* Task directions *
Please repeat the items below, replacing "fattest" with "widest" wherever it occurs and leaving everything else unchanged.
☆ ☆ ☆
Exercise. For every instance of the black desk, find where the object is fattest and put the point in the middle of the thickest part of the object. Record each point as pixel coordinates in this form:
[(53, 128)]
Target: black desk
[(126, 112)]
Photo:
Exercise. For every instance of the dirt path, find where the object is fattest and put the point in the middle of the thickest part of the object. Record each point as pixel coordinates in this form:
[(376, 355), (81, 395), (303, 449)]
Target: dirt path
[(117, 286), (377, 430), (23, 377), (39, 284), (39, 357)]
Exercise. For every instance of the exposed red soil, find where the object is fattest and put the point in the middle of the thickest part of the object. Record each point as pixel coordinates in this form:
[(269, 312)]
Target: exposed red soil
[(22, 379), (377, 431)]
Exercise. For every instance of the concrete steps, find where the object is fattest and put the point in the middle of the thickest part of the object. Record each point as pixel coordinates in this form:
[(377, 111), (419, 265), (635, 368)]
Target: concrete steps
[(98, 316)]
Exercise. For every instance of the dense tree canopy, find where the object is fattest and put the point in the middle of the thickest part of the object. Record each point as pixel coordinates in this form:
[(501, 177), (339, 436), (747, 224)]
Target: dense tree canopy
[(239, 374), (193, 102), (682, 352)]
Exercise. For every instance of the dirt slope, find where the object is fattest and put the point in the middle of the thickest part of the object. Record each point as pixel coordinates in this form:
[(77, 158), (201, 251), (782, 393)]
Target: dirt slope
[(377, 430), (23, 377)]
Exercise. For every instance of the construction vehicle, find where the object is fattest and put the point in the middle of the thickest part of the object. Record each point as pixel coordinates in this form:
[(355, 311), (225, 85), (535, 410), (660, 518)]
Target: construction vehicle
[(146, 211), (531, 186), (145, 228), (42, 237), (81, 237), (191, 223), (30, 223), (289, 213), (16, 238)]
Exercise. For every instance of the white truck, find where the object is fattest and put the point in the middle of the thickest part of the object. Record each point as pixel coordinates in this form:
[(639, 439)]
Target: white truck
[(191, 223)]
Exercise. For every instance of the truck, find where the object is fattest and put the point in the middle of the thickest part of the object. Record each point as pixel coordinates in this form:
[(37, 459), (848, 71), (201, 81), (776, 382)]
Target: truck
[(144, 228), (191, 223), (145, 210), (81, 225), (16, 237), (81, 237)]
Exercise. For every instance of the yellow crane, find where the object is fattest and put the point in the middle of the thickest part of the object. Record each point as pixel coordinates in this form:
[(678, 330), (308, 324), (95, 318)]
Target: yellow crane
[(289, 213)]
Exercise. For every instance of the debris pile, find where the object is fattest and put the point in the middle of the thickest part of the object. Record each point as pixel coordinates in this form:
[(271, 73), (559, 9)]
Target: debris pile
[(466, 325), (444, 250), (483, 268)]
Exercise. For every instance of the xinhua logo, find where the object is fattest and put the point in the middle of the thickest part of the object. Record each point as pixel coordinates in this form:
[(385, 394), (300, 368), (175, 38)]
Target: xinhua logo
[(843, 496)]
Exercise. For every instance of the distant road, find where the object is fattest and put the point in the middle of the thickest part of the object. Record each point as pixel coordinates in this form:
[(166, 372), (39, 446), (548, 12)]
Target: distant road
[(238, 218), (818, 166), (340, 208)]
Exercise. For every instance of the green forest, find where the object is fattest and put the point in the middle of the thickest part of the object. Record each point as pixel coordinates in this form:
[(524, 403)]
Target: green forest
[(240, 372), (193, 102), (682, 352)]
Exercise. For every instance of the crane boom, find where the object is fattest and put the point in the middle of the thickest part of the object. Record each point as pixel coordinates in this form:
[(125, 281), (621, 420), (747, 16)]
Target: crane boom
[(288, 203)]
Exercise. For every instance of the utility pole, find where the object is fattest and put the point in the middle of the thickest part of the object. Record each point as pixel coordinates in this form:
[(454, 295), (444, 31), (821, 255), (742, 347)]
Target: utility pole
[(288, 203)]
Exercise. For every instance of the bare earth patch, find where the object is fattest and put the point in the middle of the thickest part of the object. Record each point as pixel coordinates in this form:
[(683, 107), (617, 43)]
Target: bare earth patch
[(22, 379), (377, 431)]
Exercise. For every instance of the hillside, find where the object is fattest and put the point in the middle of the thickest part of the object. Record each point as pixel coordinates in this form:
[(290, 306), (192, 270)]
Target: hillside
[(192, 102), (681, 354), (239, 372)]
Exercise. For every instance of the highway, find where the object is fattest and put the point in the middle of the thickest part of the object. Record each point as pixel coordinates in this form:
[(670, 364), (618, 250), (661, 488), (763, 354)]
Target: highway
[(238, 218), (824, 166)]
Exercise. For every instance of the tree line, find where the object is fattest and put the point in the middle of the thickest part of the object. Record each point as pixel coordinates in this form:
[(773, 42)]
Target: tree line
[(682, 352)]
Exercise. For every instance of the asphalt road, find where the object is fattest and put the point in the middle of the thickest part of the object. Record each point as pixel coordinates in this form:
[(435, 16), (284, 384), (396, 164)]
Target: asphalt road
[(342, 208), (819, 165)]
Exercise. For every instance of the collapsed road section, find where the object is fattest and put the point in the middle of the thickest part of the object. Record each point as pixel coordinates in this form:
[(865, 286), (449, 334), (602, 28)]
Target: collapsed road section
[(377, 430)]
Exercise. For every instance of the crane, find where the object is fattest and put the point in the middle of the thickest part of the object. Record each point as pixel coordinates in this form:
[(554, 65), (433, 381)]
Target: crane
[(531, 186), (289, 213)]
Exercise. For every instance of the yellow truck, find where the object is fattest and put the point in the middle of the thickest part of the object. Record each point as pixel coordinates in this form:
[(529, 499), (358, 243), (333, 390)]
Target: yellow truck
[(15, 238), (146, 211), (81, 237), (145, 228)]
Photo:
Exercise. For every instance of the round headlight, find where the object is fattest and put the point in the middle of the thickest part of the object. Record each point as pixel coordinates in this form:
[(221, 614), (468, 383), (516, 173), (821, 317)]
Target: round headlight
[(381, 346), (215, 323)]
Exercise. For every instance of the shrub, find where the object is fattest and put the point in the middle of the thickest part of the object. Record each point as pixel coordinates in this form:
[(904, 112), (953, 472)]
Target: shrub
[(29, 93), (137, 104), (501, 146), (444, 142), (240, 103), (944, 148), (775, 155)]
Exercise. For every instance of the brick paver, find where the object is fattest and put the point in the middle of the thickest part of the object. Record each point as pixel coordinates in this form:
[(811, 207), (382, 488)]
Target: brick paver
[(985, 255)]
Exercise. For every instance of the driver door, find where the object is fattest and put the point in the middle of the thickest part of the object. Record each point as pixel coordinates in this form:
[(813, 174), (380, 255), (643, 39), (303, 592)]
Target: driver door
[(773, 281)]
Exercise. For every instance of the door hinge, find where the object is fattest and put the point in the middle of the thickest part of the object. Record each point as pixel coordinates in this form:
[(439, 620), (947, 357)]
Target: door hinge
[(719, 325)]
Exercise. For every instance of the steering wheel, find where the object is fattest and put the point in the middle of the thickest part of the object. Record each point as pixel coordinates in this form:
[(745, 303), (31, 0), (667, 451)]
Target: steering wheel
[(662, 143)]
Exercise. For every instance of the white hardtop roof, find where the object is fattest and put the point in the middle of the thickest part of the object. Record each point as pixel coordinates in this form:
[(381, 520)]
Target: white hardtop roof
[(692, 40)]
☆ ☆ ☆
* Written solution *
Exercise. For every instance of the black desk, find where the object is widest and put the point in the middle of the thickest part of the object. Record each point as pixel coordinates in this form:
[(53, 128)]
Target: black desk
[(126, 112)]
Photo:
Exercise. For every instance of the dirt path, find where the object is widest and put the point in the middle of the thickest part of the object. Record each point as pixel coordinates in this form:
[(376, 355), (81, 395), (303, 449)]
Target: dirt path
[(117, 286), (377, 430), (23, 377), (39, 284), (39, 357)]
Exercise. For every instance of the exposed red soil, find where the object is widest and put the point in the middle of the thickest part of the object. Record each point as pixel coordinates in this form:
[(269, 312)]
Target: exposed red soil
[(22, 379), (377, 431)]
Exercise. For every instance of the concrete steps, find where the object is widest and put the point in the middle of the thickest part of the object. Record each point as pixel coordinates in this form:
[(377, 111), (419, 265), (635, 368)]
Target: concrete steps
[(98, 316)]
Exercise. For every instance of the dense tree canopy, find where the object is widest and put the point in the middle of the thickest part of the object. Record each point as pixel coordinates in this form:
[(501, 177), (339, 436), (747, 224)]
Target: dense tree canopy
[(239, 374), (193, 102), (682, 352)]
Exercise. For every instance of the dirt slope, find where the object is widest and put the point in the middle of the thickest part of the object. Record each point as pixel coordinates in this form:
[(77, 158), (201, 251), (782, 393)]
Target: dirt slope
[(377, 430), (23, 377)]
Exercise. For every instance of the construction vehicle, find where the object is widest and put the point in the middle of the thickest part of the object. Record each point as pixel coordinates in this form:
[(355, 311), (225, 85), (535, 410), (660, 518)]
Target: construction vehicle
[(146, 211), (531, 186), (145, 228), (42, 237), (81, 237), (191, 223), (30, 223), (289, 213), (16, 238)]
Exercise. For every instance of the white truck, find where the object is widest and put the point in the middle of the thickest part of the object. Record each point as pixel coordinates in this form:
[(639, 439)]
Target: white truck
[(191, 223)]
Exercise. For every instance of the truck, find where the object is widest and put the point in the middle of the thickest part of the object. Record each point as pixel coordinates in this form:
[(37, 459), (848, 71), (201, 81), (776, 382)]
Target: truck
[(144, 228), (191, 223), (145, 210), (81, 225), (16, 237), (81, 237)]
Exercise. For every instance of the yellow crane, find where the object is widest and put the point in the middle of the thickest part of the object. Record each point as pixel coordinates in this form:
[(678, 330), (308, 324), (95, 318)]
Target: yellow crane
[(289, 213)]
Exercise. For every instance of the debris pile, find where the object is widest and put the point in the middle of the thickest part of the object. Record each point as pixel coordinates in this form:
[(271, 73), (559, 9)]
Target: debris pile
[(466, 325), (444, 250), (483, 268)]
Exercise. For every instance of the xinhua logo, find where the object is widest and put the point in the middle of the thickest part of the object. Record each point as pixel coordinates in this form:
[(385, 394), (300, 368), (175, 38)]
Target: xinhua logo
[(843, 496)]
Exercise. For every instance of the distant road, find where the object is widest and put the point in the middle of the thickest part of the object. Record each point as pixel coordinates in this form:
[(166, 372), (39, 446), (548, 12)]
Target: distant road
[(238, 218), (818, 166), (340, 208)]
Exercise. For every instance of the green forest, find where the object is widest and put the point in the middle of the thickest part of the object. Record each point as pixel coordinates in this form:
[(524, 403)]
Target: green forest
[(240, 372), (193, 102), (682, 352)]
Exercise. For every instance of the crane boom, find where the object is widest and put the point in the middle of the thickest part of the object. Record each point as pixel coordinates in this form:
[(125, 281), (621, 420), (747, 16)]
Target: crane boom
[(288, 203)]
Exercise. For every instance of the utility pole, find where the object is widest and put the point in the middle of the thickest part of the object. Record each point as pixel coordinates in this form:
[(454, 295), (444, 31), (821, 255), (742, 347)]
Target: utility pole
[(288, 203)]
Exercise. For every instance of the bare earth patch, find where the object is widest and put the point in the middle of the thickest part of the object. Record each point as pixel coordinates in this form:
[(683, 107), (617, 43)]
Target: bare earth patch
[(22, 379), (377, 431)]
Exercise. For every instance of the hillside, find where the object is widest and put the point in the middle of the thickest part of the object. Record each point as pixel coordinates in this form:
[(290, 306), (192, 270)]
Target: hillside
[(192, 102), (681, 354), (239, 372)]
Exercise. For every instance of the highway, find where the object is widest and put the point in the middle of the thickest part of the object. Record each point as pixel coordinates in this form:
[(670, 364), (618, 250), (661, 488), (763, 354)]
Target: highway
[(238, 218), (824, 166)]
Exercise. For every instance of the tree line, find where the object is widest and put the point in the middle of the thickest part of the object. Record each point as pixel coordinates in this form:
[(773, 42)]
Target: tree line
[(682, 352)]
Exercise. For every instance of the asphalt road, find where the object is widest and put the point in the middle of the thickest part of the object. Record each point as pixel coordinates in this form:
[(435, 16), (284, 384), (396, 164)]
Target: asphalt road
[(342, 208), (819, 165)]
Exercise. For every instance of the collapsed road section, find where the object is widest and put the point in the middle of the thickest part of the object. Record each point as pixel coordinates in this form:
[(865, 286), (449, 334), (602, 28)]
Target: collapsed road section
[(377, 430)]
Exercise. For every instance of the crane, find where the object is widest and put the point in the middle of the thickest part of the object. Record each point as pixel coordinates in this form:
[(554, 65), (433, 381)]
Target: crane
[(531, 186), (289, 213)]
Exercise. For every instance of the yellow truck, find where the object is widest and put the point in the middle of the thickest part of the object. Record each point as pixel coordinates in this form:
[(529, 499), (358, 243), (333, 390)]
Target: yellow truck
[(15, 238), (146, 211), (81, 237), (145, 228)]
Photo:
Exercise. For every instance of the round headlight, find where the object is widest and put the point in the middle of the thickest part of the object. Record each point as pixel coordinates in this form:
[(221, 614), (468, 383), (516, 173), (821, 317)]
Target: round headlight
[(381, 346), (215, 323)]
Exercise. For every instance of the shrub, find where the object is widest and put the point in the middle of the thickest part of the object. Record each point as pixel coordinates in this form:
[(904, 112), (953, 472)]
Target: shrub
[(29, 93), (137, 104), (501, 146), (444, 142), (240, 103), (944, 148), (775, 155)]
Exercise. For every instance of the brick paver, find where the object is widest and put the point in the middle of the thickest part of the object. Record each point as pixel coordinates in this form:
[(811, 207), (382, 488)]
Target: brick paver
[(985, 255)]
Exercise. For every instance of the driver door, find where the object is widest and put the point in the middle of the thickest part of the object. Record each point as pixel coordinates in this form:
[(813, 174), (380, 255), (643, 39), (303, 592)]
Target: driver door
[(773, 281)]
Exercise. For every instance of the door hinge, find where the object is widest and put the point in the middle of the thickest part of the object. Record each point as pixel coordinates in this form:
[(439, 620), (947, 357)]
Target: door hinge
[(719, 325)]
Exercise. For every instance of the steering wheel, find where the object is widest and put the point in the middle of the thickest part of the object. Record each point as pixel coordinates in this form:
[(745, 303), (31, 0), (667, 451)]
Target: steering wheel
[(662, 143)]
Exercise. For every instance of the white hardtop roof, find where the object is widest and put the point in the middle of the thickest part of the object. Record each point as pixel coordinates in this form:
[(381, 520)]
Target: white hardtop roof
[(692, 40)]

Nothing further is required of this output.